**WHAT IS NEEDED:** Return the data word for word. Pictures are to be omitted.

**GIVEN INFORMATION:**
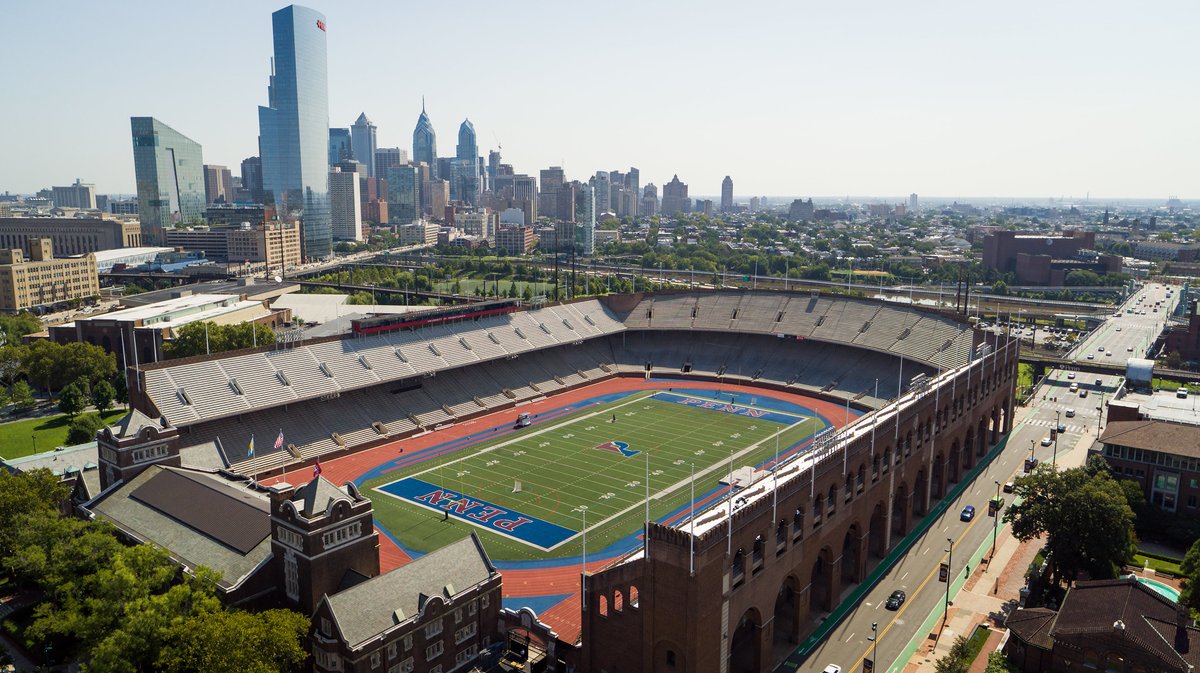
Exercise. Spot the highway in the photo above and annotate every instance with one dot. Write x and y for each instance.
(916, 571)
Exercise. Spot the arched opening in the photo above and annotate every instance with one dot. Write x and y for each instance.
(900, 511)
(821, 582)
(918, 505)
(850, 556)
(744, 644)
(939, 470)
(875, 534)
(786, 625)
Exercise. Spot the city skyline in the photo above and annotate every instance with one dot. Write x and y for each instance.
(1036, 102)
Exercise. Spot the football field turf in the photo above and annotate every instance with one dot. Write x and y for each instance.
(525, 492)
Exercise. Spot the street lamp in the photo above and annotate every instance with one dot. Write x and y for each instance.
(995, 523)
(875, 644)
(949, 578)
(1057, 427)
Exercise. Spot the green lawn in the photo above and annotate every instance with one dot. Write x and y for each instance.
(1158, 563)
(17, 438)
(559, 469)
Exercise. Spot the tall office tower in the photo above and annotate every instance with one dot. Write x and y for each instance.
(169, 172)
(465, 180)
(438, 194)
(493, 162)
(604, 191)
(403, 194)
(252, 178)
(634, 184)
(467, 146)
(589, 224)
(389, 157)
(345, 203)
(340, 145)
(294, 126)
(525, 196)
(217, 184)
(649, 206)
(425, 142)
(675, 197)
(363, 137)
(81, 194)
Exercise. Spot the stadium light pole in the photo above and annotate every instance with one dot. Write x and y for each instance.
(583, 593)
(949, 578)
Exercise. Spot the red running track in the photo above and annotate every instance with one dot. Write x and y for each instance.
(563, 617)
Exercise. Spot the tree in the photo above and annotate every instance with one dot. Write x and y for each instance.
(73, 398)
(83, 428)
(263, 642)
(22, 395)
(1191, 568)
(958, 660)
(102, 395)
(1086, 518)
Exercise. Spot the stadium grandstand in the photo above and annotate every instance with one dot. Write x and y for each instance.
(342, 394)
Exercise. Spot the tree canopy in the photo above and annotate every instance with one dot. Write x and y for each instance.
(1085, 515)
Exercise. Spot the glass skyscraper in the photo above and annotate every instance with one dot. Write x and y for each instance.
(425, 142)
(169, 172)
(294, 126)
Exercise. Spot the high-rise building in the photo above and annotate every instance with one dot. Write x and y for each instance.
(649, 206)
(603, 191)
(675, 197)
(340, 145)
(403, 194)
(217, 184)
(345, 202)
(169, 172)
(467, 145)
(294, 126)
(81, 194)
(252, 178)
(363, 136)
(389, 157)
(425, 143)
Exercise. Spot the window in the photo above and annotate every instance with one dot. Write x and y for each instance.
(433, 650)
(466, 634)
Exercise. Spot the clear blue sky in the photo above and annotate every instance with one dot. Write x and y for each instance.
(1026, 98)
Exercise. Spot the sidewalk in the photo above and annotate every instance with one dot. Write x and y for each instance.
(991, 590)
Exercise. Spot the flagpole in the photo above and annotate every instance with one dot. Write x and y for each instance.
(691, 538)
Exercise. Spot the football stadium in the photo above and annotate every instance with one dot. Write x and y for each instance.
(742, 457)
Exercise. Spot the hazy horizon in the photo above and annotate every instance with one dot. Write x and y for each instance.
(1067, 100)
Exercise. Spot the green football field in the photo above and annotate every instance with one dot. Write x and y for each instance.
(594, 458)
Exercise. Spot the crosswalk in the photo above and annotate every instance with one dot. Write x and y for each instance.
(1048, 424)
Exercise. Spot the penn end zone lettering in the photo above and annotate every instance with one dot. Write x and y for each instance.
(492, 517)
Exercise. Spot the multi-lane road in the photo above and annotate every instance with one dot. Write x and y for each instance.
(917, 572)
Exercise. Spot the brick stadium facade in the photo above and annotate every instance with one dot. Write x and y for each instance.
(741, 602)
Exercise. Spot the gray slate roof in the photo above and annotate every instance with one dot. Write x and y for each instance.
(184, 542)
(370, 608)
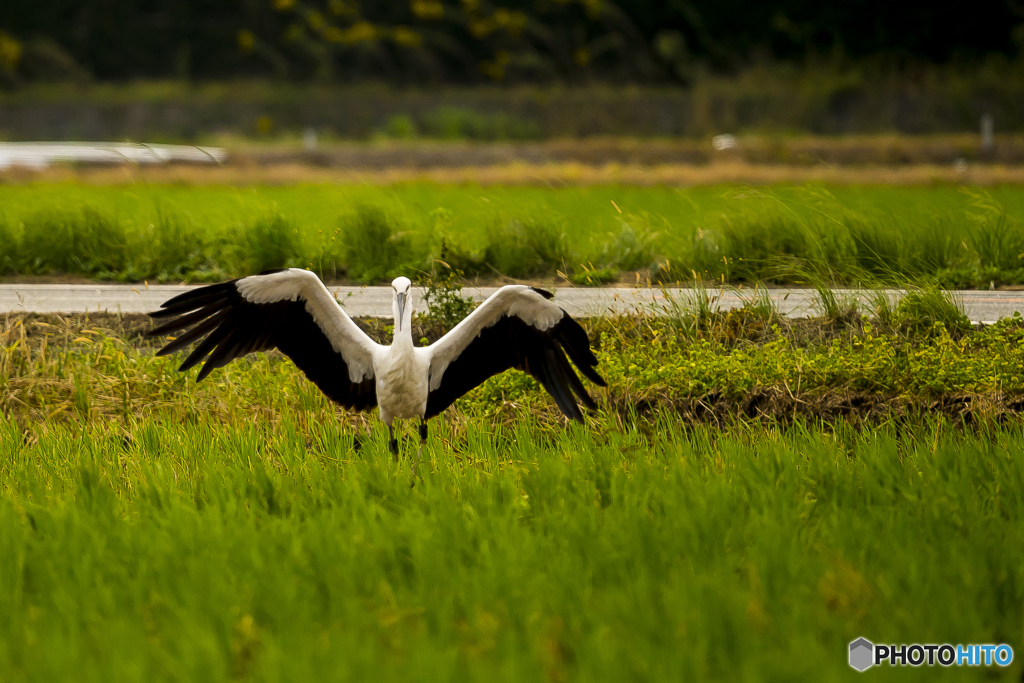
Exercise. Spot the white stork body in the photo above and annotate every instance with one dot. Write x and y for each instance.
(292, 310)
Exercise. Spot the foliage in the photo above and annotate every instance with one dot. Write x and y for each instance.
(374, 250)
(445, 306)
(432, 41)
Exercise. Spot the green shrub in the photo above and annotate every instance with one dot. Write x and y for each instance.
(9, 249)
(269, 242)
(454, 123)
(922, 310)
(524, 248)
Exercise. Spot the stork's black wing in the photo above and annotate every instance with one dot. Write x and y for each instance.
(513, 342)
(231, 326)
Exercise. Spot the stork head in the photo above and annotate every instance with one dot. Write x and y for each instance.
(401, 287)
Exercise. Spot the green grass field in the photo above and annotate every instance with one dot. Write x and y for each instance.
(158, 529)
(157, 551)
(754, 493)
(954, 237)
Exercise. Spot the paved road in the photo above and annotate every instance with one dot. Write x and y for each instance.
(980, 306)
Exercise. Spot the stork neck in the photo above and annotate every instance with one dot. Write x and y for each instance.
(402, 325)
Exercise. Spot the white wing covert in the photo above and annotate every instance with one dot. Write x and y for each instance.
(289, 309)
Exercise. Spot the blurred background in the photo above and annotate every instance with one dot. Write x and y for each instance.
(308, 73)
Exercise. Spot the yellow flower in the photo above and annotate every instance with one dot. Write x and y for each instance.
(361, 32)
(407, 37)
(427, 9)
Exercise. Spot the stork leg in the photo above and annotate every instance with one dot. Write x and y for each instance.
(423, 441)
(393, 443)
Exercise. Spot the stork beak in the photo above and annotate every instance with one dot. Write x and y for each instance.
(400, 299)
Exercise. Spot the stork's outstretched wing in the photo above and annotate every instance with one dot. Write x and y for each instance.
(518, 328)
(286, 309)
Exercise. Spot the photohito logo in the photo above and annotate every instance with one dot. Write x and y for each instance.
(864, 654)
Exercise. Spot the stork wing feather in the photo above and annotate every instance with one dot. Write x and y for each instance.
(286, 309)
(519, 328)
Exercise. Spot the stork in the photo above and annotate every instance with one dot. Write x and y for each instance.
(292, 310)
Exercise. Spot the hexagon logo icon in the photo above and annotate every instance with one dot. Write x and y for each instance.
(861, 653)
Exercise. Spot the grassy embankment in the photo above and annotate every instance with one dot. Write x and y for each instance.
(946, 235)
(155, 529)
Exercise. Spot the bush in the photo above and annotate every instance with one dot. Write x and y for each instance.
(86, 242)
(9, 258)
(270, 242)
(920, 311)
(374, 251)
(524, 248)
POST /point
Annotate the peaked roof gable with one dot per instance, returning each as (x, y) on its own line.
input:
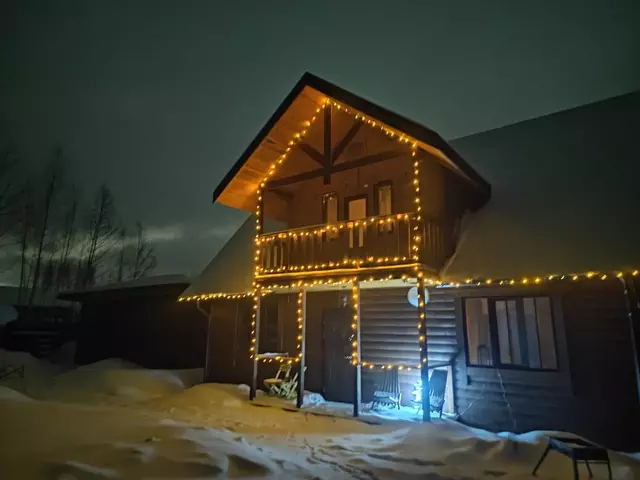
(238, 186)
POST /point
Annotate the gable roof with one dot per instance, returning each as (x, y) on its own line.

**EXERCISE RESULT:**
Exercise. Spot the highway in the photo above and annotate every instance with one dot. Write x and y for each instance.
(916, 571)
Exercise. Spot the arched opening in the photo above and annotate every instance with one dot. Write x and y for each instance.
(900, 511)
(821, 582)
(918, 505)
(850, 556)
(744, 644)
(939, 470)
(875, 534)
(786, 625)
Exercise. Spot the city skyline in the photo above and annotate every instance with one dot. Write x and y for each instance.
(1036, 102)
Exercise. Spot the football field turf in the photo above and annotate every instance with one dot. Write x and y for each instance.
(525, 492)
Exercise. Spot the street lamp in the photo above and annotate every instance with one dot. Write x and y for each instance.
(995, 523)
(875, 644)
(949, 578)
(1057, 427)
Exercise. Spot the green lawn in the photo above and annotate every instance with one dot. Write x and y for each instance.
(1158, 563)
(17, 438)
(559, 469)
Exercise. Spot the tall office tower in the photo above and annotate every instance with one dot. Write x and y for each instance.
(169, 172)
(465, 180)
(438, 194)
(493, 162)
(604, 191)
(403, 194)
(252, 178)
(634, 184)
(467, 146)
(589, 224)
(389, 157)
(345, 203)
(340, 145)
(294, 126)
(525, 196)
(217, 184)
(649, 206)
(425, 142)
(675, 197)
(363, 137)
(81, 194)
Exercise. Spot the stadium light pole in the photo above and annotate every instance with one dot. Write x and y for each instance.
(583, 593)
(949, 578)
Exercise. Spot the red running track in the photo above and annotate every instance with one dot. Write x and y for each instance.
(563, 617)
Exercise. Spot the tree in the photo above and annotate every instance with one dot. Write x and y for each instance.
(73, 398)
(83, 428)
(263, 642)
(22, 395)
(1191, 568)
(958, 660)
(102, 395)
(1086, 518)
Exercise. Spot the stadium grandstand in the photo above and annotate every instance with one dot. Write x and y for each instance.
(342, 394)
Exercise. Spot the tree canopy in the photo above and annotate every instance with one dot. Write x and y for each instance.
(1085, 515)
Exercise. Spot the glass skyscraper in the photo above and annotate every instance with one dot. Write x and y for each instance.
(425, 142)
(169, 172)
(294, 126)
Exercise. Spot the high-rise building in the photo above and annotate every instance with one dot. Write x and y for each instance.
(649, 206)
(603, 191)
(675, 197)
(340, 145)
(403, 194)
(217, 184)
(345, 202)
(169, 172)
(467, 145)
(294, 126)
(81, 194)
(252, 178)
(363, 136)
(389, 157)
(425, 143)
Exercise. Spot the window in the photo above and annotate every instance with one dot. Write x and y for each instance.
(433, 650)
(466, 634)
Exercise. Spot the clear blue sky in the photo above and annotate every instance with one dot. Write x and y for each instance.
(1026, 98)
Exercise. Spot the sidewalk in the photo above and annotate every instance with one dot. Write x and y for each instance.
(991, 590)
Exercise. Spot the flagpole in the photo above and annotate every instance with one dot. Write x and y for each instance.
(691, 538)
Exercise. Spot the football stadium in the photo above and annotate every instance with one dot. Write x and y for each instance.
(742, 457)
Exercise. Spot the hazy horizon in the photo above and annotate every instance with one dot. Write x and y for each instance.
(1067, 100)
Exercise. Spot the green football field in the photo above and annotate every instance with one dot. Write x and y for each instance.
(594, 458)
Exercise. Spot the crosswalk in the photo above and annotate every instance with one dot. Write x and y for each instance.
(1048, 424)
Exercise. Spot the penn end zone lettering in the photo above and annotate every instance with one dot. Write x and y for each instance.
(492, 517)
Exercise. Spot the multi-lane road in the photo above and annotate every instance with one dot. Write x and y for each instance.
(917, 572)
Exercise. Spot the brick stadium facade in the photo above and annotate every instance with one dot. Write x and y for each instance.
(741, 602)
Exercise. Spot the gray slate roof in the photo above and annotate every instance with one dot. Write x and y for each instance.
(184, 542)
(370, 608)
Exercise. Spot the white stork body in the photo above and annotate every instance with one dot. Write x and y for each instance.
(292, 310)
Exercise. Spot the foliage in the photo above and annotate every instance with one dot. Write x and y for each instance.
(374, 250)
(445, 306)
(432, 41)
Exercise. Spot the green shrub in the photo above and annotate every instance with one dot. Write x and y for each instance.
(9, 249)
(269, 242)
(454, 123)
(922, 310)
(524, 248)
Exercise. Spot the stork's black wing in the photo above and annotate every instance with one dot. Write x and y for each instance.
(513, 342)
(231, 326)
Exercise. Spot the stork head in the photo above and annotate every instance with one dot. Write x and y for each instance.
(401, 287)
Exercise. Spot the green grass field in the photo above and annotate every instance with one dot. Write x and y for each instance.
(158, 529)
(157, 551)
(754, 493)
(954, 237)
Exercise. Spot the paved road in the photo above and annotate every instance with one dot. Write x and y for each instance.
(980, 306)
Exercise. Spot the stork neck in the photo above and annotate every instance with one dot. Write x and y for each instance.
(402, 325)
Exercise. Spot the white wing covert in the photo above and annotate every instance with one dot. Write x and y for each instance.
(289, 309)
Exercise. Spot the blurred background in the photo above and annotate every instance with one dot. Write x and y for each instance.
(308, 73)
Exercise. Spot the yellow flower in the photo above and annotate every instance with one dot. Write x and y for each instance.
(361, 32)
(407, 37)
(427, 9)
Exercise. Spot the stork leg in the photo above and annotate every instance with one dot. Write x and y for each instance.
(423, 441)
(393, 443)
Exercise. Spot the stork beak in the photo above and annotate every instance with one dot. Write x and y for each instance.
(400, 299)
Exercise. Spot the stork's outstretched wing in the photo above and annotate every instance with one dot. Write x and y for each instance.
(518, 328)
(286, 309)
Exercise. Spot the photohito logo in the photo above and annotate every instance with one dot. Write x and y for each instance.
(864, 654)
Exercise. Spot the stork wing feather in the photo above and annotate every instance with one dot. Write x and y for each instance.
(286, 309)
(519, 328)
Exercise. Spot the stork in the photo above and annotate every instance with one dot. Write x and y for each instance.
(292, 310)
Exercise. Spot the hexagon logo icon in the photo above and annotate every instance with one dot. Write x and y for each instance.
(861, 653)
Exercise. Spot the grassy embankment in the photo above and annotate every instance with one dot. Write x and y for each instance.
(946, 235)
(155, 529)
Exercise. Spot the bush in the photo above and annotate every instance with one dot. Write x and y for each instance.
(86, 242)
(9, 258)
(270, 242)
(920, 311)
(374, 251)
(524, 248)
POST /point
Annotate the peaked roof gable with one dot per instance, returning each as (x, y) on its own line.
input:
(238, 186)
POST /point
Annotate the gable roof with one dot per instance, returning each as (x, y) on its own line.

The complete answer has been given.